What is asked.
Answer the following questions using the text below about the skateboard company Sour.
(a) Where is Björn Holmenäs when the writer reaches him?
(b) Where does the staff often work around the clock?
(c) What is the title of the crew's latest video, and who is the filmer at the helm?

This is not the credits. Just a catch-up. While you maybe didn’t know a lot about them before, the trajectory from their video parts must be acknowledged. They all seem to be doing pretty well. A bit too well considering the latest twists in the turbulent skate industry.
I reach the head of Sour, Björn Holmenäs, as he’s pulling his scraggly hair out in Malaga. The intricacies of tariff regulations seem ever-expanding. There’s always something to be figured out, be it the next graphics or the clothing lines. Logistics or bank appointments. Times are busy now. As they’ve always been. The staff is often working around the clock in the Barcelona bunker trying to make the sales, while doing everything else that is needed for this ship to stay afloat. Because tours don’t just automatically happen. The Insta posts don’t just magically appear. Whilst it might look like it, these board graphics don’t make themselves. Skateboarding and the industry surround-ing it, has never been bigger, they say. And it takes something spectacular to stay on top of the sketchy pile of rubble. Especially when you’re fully independent without the backing of a big distribution company. But Sour manages. Somehow. Yet neither tricks, videos or back-pats actually generate any revenue. While this article is in the writing the Sour crew is coming down to Andalucia, fourteen strong, to finish off their latest video, titled 3.3, with a world renowned filmer named Fritte at the helm. So, how do they actually manage to pull this off? Let alone exist at all? While it seems like a mystery, a mystery is nothing but a case unsolved.

Given information.
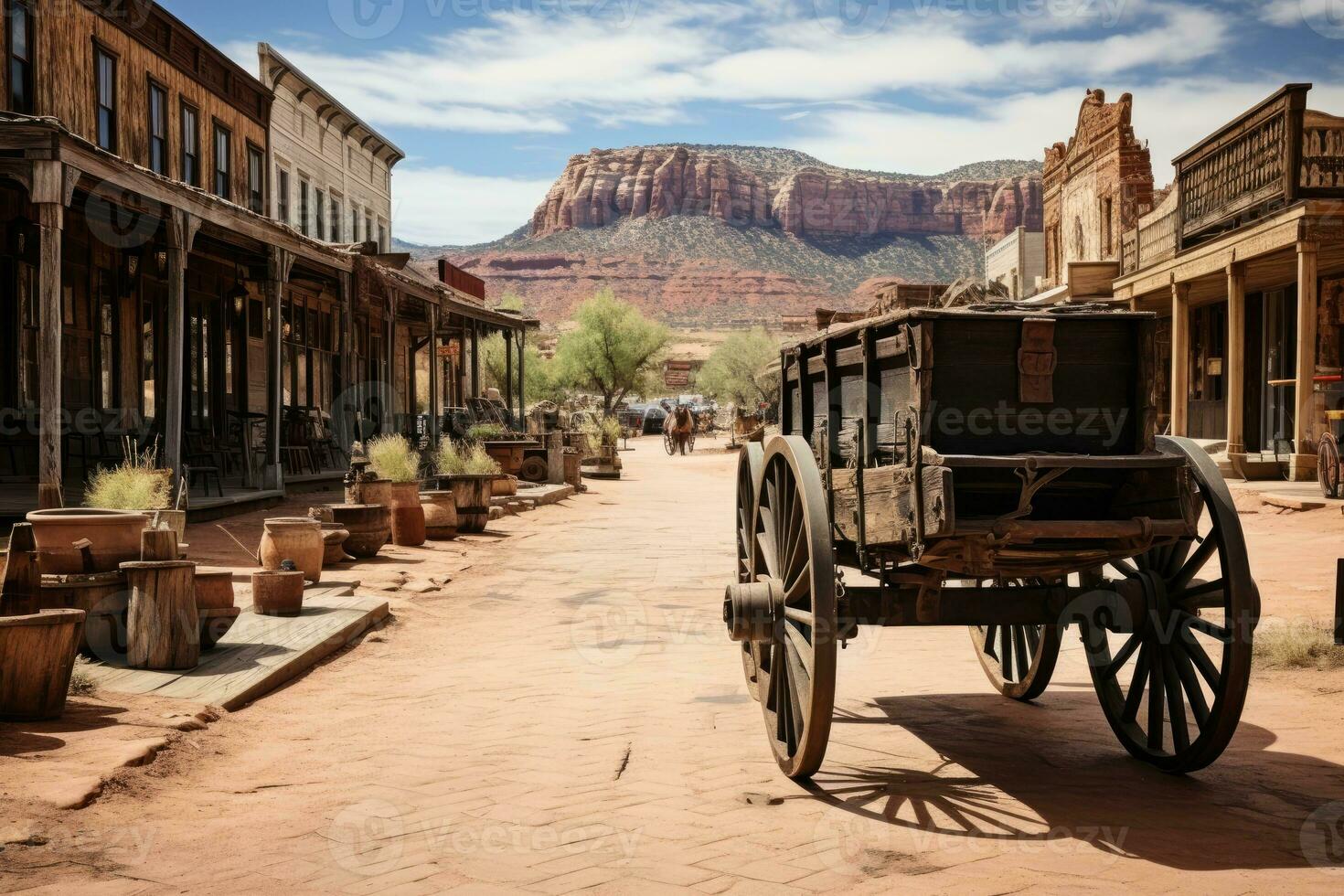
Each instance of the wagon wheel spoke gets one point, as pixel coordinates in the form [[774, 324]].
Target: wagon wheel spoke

Solution to the problem.
(a) In Malaga.
(b) In the Barcelona bunker.
(c) The video is titled 3.3, and the filmer is Fritte.